# start of Data for the task

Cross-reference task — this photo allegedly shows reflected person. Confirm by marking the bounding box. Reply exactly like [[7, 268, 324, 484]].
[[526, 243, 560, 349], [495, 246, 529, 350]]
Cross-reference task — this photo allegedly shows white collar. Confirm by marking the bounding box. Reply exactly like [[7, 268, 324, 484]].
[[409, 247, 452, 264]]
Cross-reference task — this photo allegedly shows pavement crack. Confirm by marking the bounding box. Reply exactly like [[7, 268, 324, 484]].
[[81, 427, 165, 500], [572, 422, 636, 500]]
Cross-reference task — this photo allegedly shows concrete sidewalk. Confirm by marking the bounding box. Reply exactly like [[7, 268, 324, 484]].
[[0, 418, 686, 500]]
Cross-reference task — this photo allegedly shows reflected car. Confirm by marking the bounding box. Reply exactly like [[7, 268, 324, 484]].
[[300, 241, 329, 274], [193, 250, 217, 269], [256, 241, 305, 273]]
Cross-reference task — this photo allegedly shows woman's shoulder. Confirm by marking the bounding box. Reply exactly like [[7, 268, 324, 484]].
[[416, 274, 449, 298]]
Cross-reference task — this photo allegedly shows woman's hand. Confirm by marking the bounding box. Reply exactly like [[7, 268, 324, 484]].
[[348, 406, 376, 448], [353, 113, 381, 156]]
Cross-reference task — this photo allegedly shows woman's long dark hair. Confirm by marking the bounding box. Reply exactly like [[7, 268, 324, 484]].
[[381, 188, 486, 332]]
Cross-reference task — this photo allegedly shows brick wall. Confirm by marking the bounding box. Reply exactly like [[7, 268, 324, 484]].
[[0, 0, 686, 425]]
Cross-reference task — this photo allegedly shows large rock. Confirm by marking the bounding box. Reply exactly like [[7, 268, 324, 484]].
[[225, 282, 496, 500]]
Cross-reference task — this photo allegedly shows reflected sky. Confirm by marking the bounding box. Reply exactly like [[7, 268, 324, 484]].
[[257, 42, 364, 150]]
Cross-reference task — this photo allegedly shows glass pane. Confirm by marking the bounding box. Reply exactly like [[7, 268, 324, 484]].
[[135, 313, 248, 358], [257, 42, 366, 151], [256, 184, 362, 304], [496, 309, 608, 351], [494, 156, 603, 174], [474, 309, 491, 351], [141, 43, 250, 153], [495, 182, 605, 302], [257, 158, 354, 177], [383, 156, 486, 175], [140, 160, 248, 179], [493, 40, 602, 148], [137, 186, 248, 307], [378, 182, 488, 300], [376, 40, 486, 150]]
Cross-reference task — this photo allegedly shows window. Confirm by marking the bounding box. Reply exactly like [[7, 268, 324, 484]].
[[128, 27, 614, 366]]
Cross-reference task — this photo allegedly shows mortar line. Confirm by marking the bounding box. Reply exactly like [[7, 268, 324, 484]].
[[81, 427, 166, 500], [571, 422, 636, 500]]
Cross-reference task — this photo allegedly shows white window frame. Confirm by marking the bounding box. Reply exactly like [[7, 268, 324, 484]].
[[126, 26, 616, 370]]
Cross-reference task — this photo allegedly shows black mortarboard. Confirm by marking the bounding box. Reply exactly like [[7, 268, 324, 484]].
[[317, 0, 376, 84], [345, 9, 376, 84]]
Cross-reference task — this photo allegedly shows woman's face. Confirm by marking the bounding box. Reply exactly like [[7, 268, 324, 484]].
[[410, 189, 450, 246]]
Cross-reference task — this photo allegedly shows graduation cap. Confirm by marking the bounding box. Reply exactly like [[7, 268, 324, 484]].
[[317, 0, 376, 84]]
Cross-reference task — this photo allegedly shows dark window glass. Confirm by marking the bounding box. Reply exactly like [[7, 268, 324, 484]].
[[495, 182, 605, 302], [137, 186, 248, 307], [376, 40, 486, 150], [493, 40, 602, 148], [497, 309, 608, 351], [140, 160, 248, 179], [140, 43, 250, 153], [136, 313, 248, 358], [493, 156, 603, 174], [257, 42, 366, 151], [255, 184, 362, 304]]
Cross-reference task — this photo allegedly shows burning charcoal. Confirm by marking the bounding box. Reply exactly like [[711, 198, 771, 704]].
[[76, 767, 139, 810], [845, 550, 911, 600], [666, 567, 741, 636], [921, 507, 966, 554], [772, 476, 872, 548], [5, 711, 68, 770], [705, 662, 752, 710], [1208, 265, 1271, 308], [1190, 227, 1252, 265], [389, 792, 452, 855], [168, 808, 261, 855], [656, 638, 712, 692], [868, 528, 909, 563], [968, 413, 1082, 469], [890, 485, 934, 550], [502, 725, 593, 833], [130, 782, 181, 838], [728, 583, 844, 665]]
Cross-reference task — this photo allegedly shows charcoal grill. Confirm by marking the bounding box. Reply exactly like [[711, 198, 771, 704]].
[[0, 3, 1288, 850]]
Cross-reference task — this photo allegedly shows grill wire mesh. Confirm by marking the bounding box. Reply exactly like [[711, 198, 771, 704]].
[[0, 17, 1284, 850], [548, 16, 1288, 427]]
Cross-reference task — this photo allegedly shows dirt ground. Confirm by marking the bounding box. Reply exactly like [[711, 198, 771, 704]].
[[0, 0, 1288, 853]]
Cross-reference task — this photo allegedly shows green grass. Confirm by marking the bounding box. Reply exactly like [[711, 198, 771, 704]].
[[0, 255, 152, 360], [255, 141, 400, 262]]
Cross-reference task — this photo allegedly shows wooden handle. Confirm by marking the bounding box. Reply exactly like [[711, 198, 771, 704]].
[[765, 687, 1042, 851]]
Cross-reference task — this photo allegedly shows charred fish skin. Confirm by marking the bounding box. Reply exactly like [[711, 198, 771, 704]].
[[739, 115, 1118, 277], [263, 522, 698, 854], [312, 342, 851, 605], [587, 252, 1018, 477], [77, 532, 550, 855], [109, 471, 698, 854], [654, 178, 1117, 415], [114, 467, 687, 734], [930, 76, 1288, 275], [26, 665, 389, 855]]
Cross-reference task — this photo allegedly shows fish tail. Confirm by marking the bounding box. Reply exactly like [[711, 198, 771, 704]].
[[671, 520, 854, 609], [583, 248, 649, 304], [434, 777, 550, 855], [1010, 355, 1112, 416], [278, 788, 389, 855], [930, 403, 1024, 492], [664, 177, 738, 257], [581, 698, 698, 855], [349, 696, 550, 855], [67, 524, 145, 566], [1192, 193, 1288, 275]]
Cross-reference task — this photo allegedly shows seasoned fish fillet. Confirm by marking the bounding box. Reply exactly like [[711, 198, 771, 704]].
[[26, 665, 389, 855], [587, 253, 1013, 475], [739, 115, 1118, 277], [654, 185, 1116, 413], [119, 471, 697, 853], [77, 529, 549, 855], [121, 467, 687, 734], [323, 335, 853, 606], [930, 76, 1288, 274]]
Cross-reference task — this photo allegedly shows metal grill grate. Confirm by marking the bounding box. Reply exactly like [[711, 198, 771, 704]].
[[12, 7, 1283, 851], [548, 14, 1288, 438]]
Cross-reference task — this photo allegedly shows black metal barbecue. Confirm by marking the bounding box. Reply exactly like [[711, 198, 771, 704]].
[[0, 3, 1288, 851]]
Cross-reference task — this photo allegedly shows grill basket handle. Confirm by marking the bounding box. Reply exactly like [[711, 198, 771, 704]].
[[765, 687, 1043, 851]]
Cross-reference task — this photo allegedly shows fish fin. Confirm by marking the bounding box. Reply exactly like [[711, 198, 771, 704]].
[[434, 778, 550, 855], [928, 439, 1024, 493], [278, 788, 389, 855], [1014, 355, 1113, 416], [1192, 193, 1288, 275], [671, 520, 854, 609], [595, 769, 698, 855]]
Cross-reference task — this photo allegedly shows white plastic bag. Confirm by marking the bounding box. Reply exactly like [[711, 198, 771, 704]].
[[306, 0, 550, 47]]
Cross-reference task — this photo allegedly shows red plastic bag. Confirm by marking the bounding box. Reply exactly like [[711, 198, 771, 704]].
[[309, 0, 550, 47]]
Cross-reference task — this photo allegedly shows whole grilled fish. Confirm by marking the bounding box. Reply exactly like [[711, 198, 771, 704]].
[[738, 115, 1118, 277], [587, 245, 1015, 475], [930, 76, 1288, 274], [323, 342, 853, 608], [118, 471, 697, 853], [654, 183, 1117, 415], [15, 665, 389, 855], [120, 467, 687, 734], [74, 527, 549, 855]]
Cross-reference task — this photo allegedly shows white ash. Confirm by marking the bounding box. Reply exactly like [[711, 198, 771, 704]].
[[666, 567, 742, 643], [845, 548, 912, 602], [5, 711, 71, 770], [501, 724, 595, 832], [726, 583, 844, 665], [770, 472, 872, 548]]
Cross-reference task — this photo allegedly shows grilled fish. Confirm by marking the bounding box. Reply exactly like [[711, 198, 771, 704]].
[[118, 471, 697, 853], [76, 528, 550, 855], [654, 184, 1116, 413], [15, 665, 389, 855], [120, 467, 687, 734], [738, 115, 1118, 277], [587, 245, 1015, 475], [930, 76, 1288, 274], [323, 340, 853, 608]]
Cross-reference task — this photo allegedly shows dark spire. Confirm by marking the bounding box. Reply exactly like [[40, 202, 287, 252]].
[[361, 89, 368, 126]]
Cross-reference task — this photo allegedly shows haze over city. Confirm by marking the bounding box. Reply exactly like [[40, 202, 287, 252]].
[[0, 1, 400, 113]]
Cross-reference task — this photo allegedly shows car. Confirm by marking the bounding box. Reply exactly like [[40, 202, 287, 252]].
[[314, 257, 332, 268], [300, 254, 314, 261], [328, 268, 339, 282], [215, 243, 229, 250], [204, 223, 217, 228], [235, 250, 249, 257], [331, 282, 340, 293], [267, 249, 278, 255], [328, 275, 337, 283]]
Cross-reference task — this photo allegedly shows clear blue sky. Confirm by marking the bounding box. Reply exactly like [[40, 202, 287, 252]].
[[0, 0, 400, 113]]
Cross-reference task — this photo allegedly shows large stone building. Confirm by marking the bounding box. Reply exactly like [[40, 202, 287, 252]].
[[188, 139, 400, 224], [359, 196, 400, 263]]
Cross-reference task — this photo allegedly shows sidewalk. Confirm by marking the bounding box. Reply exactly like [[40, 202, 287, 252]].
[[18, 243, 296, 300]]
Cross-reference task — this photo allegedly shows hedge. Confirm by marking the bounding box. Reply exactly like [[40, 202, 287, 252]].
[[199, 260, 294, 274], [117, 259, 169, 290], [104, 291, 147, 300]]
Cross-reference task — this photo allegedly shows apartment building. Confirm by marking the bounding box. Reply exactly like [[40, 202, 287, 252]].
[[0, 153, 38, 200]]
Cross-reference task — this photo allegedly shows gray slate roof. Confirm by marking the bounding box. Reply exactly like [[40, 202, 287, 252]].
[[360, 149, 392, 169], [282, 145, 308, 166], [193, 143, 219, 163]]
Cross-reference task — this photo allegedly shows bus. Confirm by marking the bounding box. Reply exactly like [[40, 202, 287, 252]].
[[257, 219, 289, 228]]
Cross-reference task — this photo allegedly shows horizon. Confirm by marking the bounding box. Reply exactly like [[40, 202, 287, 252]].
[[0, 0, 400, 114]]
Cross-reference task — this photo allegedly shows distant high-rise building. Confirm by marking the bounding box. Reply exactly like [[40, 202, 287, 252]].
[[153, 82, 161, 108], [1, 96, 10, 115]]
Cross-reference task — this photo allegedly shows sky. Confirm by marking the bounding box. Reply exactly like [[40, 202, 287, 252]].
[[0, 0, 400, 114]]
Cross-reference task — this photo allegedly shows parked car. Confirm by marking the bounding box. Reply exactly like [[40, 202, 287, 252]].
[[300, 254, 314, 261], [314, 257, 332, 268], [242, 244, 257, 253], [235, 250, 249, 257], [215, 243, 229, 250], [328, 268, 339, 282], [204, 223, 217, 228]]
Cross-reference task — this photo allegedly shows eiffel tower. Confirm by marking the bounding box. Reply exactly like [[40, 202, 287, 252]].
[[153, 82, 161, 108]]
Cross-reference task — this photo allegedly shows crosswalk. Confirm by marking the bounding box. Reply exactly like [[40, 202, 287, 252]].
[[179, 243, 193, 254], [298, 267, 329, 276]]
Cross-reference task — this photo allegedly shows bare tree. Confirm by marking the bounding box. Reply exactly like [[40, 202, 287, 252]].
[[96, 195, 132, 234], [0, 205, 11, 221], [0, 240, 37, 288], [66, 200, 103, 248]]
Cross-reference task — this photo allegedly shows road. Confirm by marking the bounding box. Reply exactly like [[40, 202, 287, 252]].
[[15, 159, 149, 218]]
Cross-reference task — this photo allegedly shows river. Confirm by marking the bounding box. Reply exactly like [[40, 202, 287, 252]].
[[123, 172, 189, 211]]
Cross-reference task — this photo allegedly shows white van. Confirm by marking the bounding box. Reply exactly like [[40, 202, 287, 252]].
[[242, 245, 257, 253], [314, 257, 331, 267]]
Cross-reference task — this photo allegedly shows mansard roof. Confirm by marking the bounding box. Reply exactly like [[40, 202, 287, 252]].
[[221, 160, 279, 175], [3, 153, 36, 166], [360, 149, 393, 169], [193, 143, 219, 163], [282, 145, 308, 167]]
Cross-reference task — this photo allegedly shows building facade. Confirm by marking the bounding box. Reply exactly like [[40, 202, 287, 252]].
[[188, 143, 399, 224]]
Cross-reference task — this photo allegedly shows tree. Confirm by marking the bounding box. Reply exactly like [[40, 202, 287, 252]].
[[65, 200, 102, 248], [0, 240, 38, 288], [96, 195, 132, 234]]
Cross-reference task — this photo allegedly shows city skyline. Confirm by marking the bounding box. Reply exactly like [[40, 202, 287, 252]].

# end of Data for the task

Task brief
Quote the part of the listing above that opens with the line containing "Cross-reference task — this photo allegedly shows red" and closes with the line containing "[[309, 0, 550, 47]]", both of those lines included.

Full response
Cross-reference task — this photo allegedly shows red plastic bag. Confirm by marking the bounding box. Reply exactly like [[711, 198, 771, 704]].
[[309, 0, 550, 47]]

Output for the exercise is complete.